Royal Oak, MI
Like many corporate inceptions, the urge to build the proverbial better mousetrap motivated the formation of G.H.Forbes Associates Architects. It was a good year, that first year, 1967; Lyndon Johnson was President, gasoline was 28 cents a gallon and companies were expanding. Before year end, new projects allowed the office staff to double in size, to consist of Gale Forbes and his former U of M college roommate.
Branch banking had just begun in Michigan a year earlier and an innovative design for a branch bank attracted other financial institutions to beat a modest path to the company offices. GHFAA went on to pioneer the use of remote drive-up windows, ATM banking as well as many of the security features now found in virtually all branch banks. By the end of the decade, the office complement of 10 architects was designing banks in four states and would go on to complete over 200 bank projects.
The next big break was acknowledgement of work done well by the State of Michigan as GHFAA was accepted as a qualified professional services contractor. The first projects received from the Michigan Department of Mental Health in the early 1970’s eventually lead to multiple commissions with the Michigan State Police, the Michigan Department of Corrections, the Michigan Department of Social Services and the Michigan State Fair Authority. GHFAA eventually authored the Michigan State Police Master Plan for the deployment of police facilities as well as the plan for the breakup of the world’s largest prison at Jackson Michigan.

[Saved rows]

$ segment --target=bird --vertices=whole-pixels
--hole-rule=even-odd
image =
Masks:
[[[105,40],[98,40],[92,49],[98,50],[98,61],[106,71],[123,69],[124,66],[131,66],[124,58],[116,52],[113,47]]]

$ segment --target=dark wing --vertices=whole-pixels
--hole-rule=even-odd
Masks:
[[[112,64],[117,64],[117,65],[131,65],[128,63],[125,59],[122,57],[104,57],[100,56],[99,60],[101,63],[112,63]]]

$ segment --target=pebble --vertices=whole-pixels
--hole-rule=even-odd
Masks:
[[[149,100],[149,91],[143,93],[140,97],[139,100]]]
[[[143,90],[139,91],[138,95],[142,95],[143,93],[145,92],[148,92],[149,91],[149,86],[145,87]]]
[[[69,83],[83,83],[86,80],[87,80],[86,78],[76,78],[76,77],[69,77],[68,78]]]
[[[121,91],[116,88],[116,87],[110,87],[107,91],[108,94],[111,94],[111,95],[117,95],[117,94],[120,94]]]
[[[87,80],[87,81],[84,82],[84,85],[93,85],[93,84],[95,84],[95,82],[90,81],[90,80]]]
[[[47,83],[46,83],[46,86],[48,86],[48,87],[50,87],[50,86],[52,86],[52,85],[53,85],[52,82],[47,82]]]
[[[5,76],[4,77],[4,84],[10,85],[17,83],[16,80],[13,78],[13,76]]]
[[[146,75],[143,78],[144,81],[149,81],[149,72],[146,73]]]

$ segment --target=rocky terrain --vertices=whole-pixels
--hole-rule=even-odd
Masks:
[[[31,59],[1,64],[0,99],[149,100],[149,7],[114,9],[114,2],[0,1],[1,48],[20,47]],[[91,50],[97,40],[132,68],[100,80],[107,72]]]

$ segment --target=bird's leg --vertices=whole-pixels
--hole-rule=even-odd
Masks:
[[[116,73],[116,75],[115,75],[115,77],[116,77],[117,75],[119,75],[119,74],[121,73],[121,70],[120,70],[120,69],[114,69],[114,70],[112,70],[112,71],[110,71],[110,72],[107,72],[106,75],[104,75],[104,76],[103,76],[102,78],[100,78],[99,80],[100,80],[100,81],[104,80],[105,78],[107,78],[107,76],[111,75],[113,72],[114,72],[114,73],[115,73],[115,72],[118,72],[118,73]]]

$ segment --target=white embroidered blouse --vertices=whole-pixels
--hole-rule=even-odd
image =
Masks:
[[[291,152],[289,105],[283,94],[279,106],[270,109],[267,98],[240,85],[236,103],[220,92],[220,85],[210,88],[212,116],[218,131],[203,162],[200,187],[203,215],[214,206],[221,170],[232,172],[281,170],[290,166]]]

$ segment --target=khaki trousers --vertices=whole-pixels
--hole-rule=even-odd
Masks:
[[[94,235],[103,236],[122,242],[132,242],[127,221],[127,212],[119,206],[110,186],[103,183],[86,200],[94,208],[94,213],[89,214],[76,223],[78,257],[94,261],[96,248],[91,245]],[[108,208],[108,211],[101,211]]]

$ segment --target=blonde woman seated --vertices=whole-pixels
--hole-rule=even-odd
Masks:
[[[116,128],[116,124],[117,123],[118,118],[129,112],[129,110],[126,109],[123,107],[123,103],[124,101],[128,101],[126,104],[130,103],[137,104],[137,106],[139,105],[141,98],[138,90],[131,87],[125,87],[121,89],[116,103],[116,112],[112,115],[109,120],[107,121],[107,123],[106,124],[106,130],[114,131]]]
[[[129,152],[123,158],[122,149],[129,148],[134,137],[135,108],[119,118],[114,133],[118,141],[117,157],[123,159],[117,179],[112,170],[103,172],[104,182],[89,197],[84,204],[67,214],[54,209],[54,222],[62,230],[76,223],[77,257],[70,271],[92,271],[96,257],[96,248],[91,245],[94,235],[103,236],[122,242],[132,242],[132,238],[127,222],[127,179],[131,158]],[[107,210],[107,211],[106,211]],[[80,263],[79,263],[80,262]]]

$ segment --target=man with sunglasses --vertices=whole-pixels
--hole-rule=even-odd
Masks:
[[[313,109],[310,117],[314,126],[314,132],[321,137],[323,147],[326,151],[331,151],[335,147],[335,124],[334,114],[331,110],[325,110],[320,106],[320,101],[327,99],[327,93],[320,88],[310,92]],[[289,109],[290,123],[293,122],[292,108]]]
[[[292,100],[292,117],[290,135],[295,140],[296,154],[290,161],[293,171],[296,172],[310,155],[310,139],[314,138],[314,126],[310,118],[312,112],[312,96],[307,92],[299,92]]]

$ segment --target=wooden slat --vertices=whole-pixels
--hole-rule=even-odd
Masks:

**TASK INSTRUCTIONS:** Please continue the history of G.H.Forbes Associates Architects above, starting right after its last sentence.

**RESPONSE TO THIS TASK:**
During this same period, the office also provided services on car dealerships for Chrysler Corp., stores for Ziebart International, acute care facilities for various hospitals in addition to working with many other private corporations.
As one good relationship begat another, the company was selected in 1995 by the United States General Services Administration as the preferred A/E for the Michigan region. The partnership with the GSA has been exceptional and GHFAA is currently enjoying an unprecedented run of contract renewals and extensions.
In 1997 two fortuitous events occurred: GHFAA was selected as the A/E for the Michigan Memorial companies and the office hired a young intern, Scott Goodsell, then a student at U of M. The Michigan Memorial work provided an entry into the death-care industry, still a core industry of GHFAA; Scott Goodsell would go on to become the sole owner of the practice in 2004.
History shows that innovated thinking, attention to the customer’s needs and a prompt, accurate, reality-based response will be the secrets to the next successful forty years.